is destroyed,—
(d) subject to section 61, as soon as practicable after the expiry of the period of 24 months beginning on the date on which the sample is taken, if the person is not charged with the offence in relation to which the sample was taken, or a related offence, before the expiry of that period; …
3 R v River [2019] NZHC 363.
[8] Section 61 of the Act provides that a High Court Judge may, upon application by the Police, extend the period for which the Police may retain the bodily sample and related information, where s 60(1)(d) applies.
[9]Relevantly, s 61 states:
…
(3)An extension or, as the case requires, a further extension of the relevant period may be granted under this section only if the District Court Judge or High Court Judge is satisfied—
(a) that the person from whom the bodily sample was taken has not been charged with the triggering offence, or a related offence; and
(b) either of the circumstances mentioned in subsection (3A) exists. (3A) The circumstances referred to in subsection (3) are—
(a) that there is still good cause to suspect that the person committed an offence referred to in subsection (3)(a) and—
(i)there is a good reason for the person not having been charged; and
(ii)it is important to the investigation of the offence that the bodily sample, and any records that would otherwise be required to be destroyed, be retained; or
(b) that—
(i)there is not, or no longer, good cause to suspect that the person committed an offence referred to in subsection (3)(a); but
(ii)it is important to the investigation of the offence, or to criminal proceedings in relation to that offence, that the bodily sample, and any records that would otherwise be required to be destroyed, be retained.
[10] In her application of 22 October 2020, Inspector Low however referred to the grounds for an extension of the period, as set out in both s 61(3A)(a) and (b).
[11] Inspector Low provided an affirmation in support of the application, setting out the background to the obtaining of the order for a bodily sample to be taken from G and reasons why G was suspected of having been an accessory after the fact to the murder of Clarke and Neve.
[12] From my knowledge of all she said in the Police interviews of her and of what River had said in his interviews with the Police, I was concerned the Police could no longer have had a reasonable belief that G had been accessory after the fact so that the application for an extension would have to be justified on the grounds referred to in s 61(3A)(b).
[13] Inspector Low has confirmed to me that the application should be considered on the grounds referred to in s 61(3A)(b).

Assigned task => Please repeat the stretch of the judgment on retaining a bodily sample from "[11] Inspector Low" through "Clarke and Neve.", word for word.

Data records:
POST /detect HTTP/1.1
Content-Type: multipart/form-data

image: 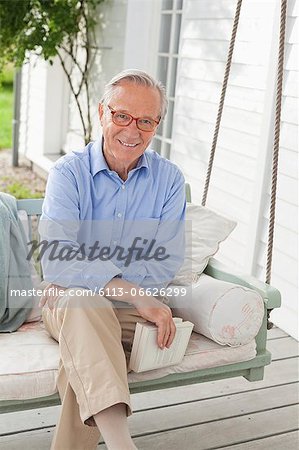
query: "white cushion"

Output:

...

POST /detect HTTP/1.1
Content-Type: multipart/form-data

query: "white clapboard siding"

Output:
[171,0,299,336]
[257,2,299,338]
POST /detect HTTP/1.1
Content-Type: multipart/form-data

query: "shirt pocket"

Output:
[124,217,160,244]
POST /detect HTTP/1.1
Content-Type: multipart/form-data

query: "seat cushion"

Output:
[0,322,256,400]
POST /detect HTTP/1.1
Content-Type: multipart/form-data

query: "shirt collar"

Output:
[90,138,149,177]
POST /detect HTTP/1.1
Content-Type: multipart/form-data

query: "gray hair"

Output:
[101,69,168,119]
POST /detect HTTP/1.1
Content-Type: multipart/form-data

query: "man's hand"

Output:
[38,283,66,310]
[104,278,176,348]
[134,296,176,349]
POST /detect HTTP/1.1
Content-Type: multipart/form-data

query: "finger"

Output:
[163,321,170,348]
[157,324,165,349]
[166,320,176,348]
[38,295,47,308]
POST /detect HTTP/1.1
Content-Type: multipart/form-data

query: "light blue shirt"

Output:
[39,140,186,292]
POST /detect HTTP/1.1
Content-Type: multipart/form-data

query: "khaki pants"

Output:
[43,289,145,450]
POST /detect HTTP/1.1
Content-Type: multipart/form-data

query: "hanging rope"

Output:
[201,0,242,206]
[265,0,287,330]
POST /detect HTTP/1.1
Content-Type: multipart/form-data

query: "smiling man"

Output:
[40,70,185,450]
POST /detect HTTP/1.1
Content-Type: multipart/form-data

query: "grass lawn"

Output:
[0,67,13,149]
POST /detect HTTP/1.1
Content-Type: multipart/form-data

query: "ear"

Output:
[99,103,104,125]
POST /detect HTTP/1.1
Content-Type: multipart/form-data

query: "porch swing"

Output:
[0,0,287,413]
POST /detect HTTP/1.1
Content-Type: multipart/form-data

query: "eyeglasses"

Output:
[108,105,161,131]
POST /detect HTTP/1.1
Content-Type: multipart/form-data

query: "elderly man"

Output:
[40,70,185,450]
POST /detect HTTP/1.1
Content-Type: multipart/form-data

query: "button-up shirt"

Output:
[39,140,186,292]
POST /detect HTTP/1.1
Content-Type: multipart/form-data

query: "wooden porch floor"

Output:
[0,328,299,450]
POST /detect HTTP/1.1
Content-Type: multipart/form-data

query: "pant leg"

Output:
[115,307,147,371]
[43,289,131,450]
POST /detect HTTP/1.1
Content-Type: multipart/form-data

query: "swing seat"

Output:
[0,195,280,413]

Solution to the exercise =>
[11] Inspector Low provided an affirmation in support of the application, setting out the background to the obtaining of the order for a bodily sample to be taken from G and reasons why G was suspected of having been an accessory after the fact to the murder of Clarke and Neve.